▸ Your assignment
Output exactly the span of lines beginning with the one that holds "[[19, 13], [37, 89]]" and ending with the last line of the data below.
####
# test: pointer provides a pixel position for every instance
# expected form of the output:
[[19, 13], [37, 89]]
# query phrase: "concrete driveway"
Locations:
####
▸ Task solution
[[19, 13], [37, 89]]
# query phrase: "concrete driveway"
Locations:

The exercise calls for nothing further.